## WRITTEN TASK
Gather every line in the records below that contains the word "covered", and copy each of those lines in full.

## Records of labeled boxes
________

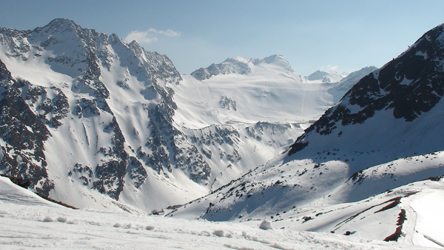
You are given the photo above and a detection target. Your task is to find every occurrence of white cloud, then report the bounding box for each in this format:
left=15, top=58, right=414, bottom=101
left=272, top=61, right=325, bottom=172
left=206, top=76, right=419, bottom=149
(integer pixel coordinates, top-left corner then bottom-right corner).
left=123, top=28, right=180, bottom=44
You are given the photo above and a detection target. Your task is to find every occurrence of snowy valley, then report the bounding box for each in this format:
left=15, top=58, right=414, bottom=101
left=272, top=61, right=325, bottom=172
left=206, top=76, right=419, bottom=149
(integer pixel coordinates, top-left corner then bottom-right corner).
left=0, top=19, right=444, bottom=249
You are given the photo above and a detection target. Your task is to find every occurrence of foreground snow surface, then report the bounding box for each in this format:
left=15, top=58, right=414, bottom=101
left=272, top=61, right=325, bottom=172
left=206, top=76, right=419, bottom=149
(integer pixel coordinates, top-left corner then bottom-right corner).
left=0, top=177, right=434, bottom=249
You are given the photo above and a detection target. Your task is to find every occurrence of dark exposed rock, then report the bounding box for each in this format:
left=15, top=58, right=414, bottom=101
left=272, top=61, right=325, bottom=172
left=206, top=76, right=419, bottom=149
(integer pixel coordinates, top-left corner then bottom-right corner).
left=289, top=25, right=444, bottom=155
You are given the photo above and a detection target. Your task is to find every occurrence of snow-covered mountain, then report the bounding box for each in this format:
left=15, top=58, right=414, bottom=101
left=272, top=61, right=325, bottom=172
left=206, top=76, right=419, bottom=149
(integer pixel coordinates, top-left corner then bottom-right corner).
left=0, top=19, right=372, bottom=211
left=0, top=177, right=439, bottom=250
left=170, top=25, right=444, bottom=246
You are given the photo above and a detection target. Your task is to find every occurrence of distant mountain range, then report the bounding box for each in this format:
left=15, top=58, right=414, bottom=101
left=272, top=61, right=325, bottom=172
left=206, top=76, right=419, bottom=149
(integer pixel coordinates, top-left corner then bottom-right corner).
left=0, top=19, right=375, bottom=210
left=0, top=19, right=444, bottom=247
left=169, top=22, right=444, bottom=247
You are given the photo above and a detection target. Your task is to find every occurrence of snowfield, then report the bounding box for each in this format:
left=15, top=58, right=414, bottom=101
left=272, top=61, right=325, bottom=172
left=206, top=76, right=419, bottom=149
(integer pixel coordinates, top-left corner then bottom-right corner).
left=0, top=177, right=434, bottom=250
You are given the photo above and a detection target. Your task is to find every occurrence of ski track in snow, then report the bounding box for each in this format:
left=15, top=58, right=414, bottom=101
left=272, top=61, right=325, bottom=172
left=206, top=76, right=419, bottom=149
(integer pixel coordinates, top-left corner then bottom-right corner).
left=0, top=177, right=432, bottom=249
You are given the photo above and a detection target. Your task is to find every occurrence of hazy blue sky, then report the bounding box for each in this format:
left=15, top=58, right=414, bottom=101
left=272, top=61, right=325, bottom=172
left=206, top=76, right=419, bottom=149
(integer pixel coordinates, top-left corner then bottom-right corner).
left=0, top=0, right=444, bottom=75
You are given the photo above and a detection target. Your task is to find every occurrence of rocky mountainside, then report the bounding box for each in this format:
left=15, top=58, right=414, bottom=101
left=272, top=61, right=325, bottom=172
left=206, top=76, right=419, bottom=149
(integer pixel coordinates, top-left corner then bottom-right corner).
left=0, top=19, right=372, bottom=211
left=0, top=19, right=210, bottom=206
left=170, top=25, right=444, bottom=246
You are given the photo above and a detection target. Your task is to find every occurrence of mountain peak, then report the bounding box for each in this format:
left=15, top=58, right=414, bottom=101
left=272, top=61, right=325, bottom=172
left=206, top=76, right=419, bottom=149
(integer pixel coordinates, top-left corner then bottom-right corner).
left=37, top=18, right=80, bottom=32
left=307, top=70, right=343, bottom=83
left=191, top=55, right=293, bottom=81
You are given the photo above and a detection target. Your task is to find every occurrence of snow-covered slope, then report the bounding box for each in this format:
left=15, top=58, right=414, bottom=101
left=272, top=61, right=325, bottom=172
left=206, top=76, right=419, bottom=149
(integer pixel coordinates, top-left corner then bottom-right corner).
left=0, top=19, right=372, bottom=211
left=170, top=25, right=444, bottom=246
left=172, top=55, right=369, bottom=190
left=0, top=19, right=209, bottom=209
left=0, top=177, right=433, bottom=249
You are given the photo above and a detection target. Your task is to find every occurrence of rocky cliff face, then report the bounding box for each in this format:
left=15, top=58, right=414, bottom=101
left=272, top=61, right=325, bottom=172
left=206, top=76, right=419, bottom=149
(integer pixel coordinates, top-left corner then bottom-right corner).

________

## ANSWER IN FULL
You are given the photo above and a detection target. Your task is to find every occurrence of snow-covered mountain, then report the bounding box for each in this format:
You are given the photo above and a detection target. Your task is to find every occurrence of snow-covered slope, then report the bounding box for each in this format:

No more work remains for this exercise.